• **EXERCISE INPUTS**:
- - - - - - -

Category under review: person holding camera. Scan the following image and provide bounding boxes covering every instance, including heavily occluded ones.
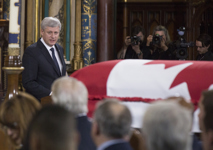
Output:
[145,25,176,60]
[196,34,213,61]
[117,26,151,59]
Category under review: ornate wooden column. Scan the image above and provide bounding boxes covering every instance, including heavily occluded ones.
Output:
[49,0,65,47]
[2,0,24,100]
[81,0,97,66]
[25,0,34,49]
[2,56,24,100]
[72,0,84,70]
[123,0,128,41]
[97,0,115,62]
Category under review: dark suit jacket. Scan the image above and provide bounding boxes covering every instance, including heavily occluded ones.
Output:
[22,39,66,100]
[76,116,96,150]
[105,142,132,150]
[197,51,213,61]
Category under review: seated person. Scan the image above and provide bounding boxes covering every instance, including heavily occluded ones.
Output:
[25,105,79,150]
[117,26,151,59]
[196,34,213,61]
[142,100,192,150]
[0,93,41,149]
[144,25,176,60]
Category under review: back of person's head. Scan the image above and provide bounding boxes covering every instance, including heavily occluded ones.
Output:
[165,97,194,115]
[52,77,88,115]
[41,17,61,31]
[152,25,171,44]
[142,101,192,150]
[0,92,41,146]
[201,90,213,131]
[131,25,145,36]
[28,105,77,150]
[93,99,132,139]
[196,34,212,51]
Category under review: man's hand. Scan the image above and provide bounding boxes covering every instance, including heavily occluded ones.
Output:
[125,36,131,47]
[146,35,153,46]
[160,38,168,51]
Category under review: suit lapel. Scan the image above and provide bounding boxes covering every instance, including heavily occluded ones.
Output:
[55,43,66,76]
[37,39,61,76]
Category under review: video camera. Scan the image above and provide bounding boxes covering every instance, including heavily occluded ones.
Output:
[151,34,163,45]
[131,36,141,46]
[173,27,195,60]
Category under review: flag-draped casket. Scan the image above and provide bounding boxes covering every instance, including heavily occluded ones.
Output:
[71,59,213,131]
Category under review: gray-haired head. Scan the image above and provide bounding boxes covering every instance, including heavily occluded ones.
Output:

- - - - - - -

Can you convert all of the data above into a Markdown table with the columns "Row" and "Line", numbering each line in order and skipping blank lines? Leave the pictures out.

| Row | Line |
|---|---|
| 1 | Category under review: person holding camera. Scan the following image and provide bounding boxes covering every instance, including heavily occluded ones. |
| 2 | Output: |
| 3 | [145,25,176,60] |
| 4 | [196,34,213,61] |
| 5 | [117,26,151,59] |
| 6 | Category under review: ornate wooden column. Scan the image above and provide bounding boxes covering every instance, including heavily occluded ones. |
| 7 | Output: |
| 8 | [49,0,65,47] |
| 9 | [2,0,24,100] |
| 10 | [81,0,97,66] |
| 11 | [25,0,34,49] |
| 12 | [2,56,24,100] |
| 13 | [72,0,84,70] |
| 14 | [123,0,128,41] |
| 15 | [97,0,115,62] |
| 16 | Category under review: dark suit jacket. Scan the image above and provide bounding boxes covering every instance, including heavily occluded ones. |
| 17 | Output: |
| 18 | [22,39,66,100] |
| 19 | [76,116,96,150] |
| 20 | [105,142,132,150] |
| 21 | [197,51,213,61] |
| 22 | Category under review: seated person. Scan the image above and provide bounding boxes covering every instance, including heavily occluded ones. |
| 23 | Output: |
| 24 | [25,105,79,150] |
| 25 | [117,26,151,59] |
| 26 | [196,34,213,61] |
| 27 | [142,100,192,150] |
| 28 | [0,93,41,149] |
| 29 | [144,25,176,60] |
| 30 | Category under review: back of person's head. Scan the image above and provide bounding boxes covering every instance, including heavily occluded ones. |
| 31 | Output: |
| 32 | [165,97,194,115] |
| 33 | [52,77,88,115] |
| 34 | [41,17,61,31] |
| 35 | [152,25,171,44] |
| 36 | [142,101,192,150] |
| 37 | [0,92,41,146] |
| 38 | [201,90,213,131] |
| 39 | [131,25,145,36] |
| 40 | [28,105,77,150] |
| 41 | [93,99,132,139] |
| 42 | [196,34,212,51] |
| 43 | Category under review: man's hand. Scan the image above and provide bounding boxes covering every instance, including heavily occluded ones. |
| 44 | Output: |
| 45 | [125,36,131,47] |
| 46 | [146,35,153,46] |
| 47 | [160,38,168,51] |
| 48 | Category under review: suit lapel. Scan the image above and provide bounding boxes covering every instance, including heavily occluded ones. |
| 49 | Output: |
| 50 | [55,43,66,76] |
| 51 | [37,39,61,76] |
| 52 | Category under review: video camera. Scan the image above and provide bounding boxes covering every instance, including heavily occluded ones. |
| 53 | Output: |
| 54 | [151,34,163,45] |
| 55 | [131,36,141,46] |
| 56 | [173,27,195,60] |
| 57 | Category under review: flag-draped casket. Scan the image above and provide bounding boxes covering every instance, including heavily occluded ones. |
| 58 | Output: |
| 59 | [71,59,213,131] |
| 60 | Category under review: gray-haired head. Scan the image above and provide bounding boxes covering every instance, including heavily occluded ones. |
| 61 | Output: |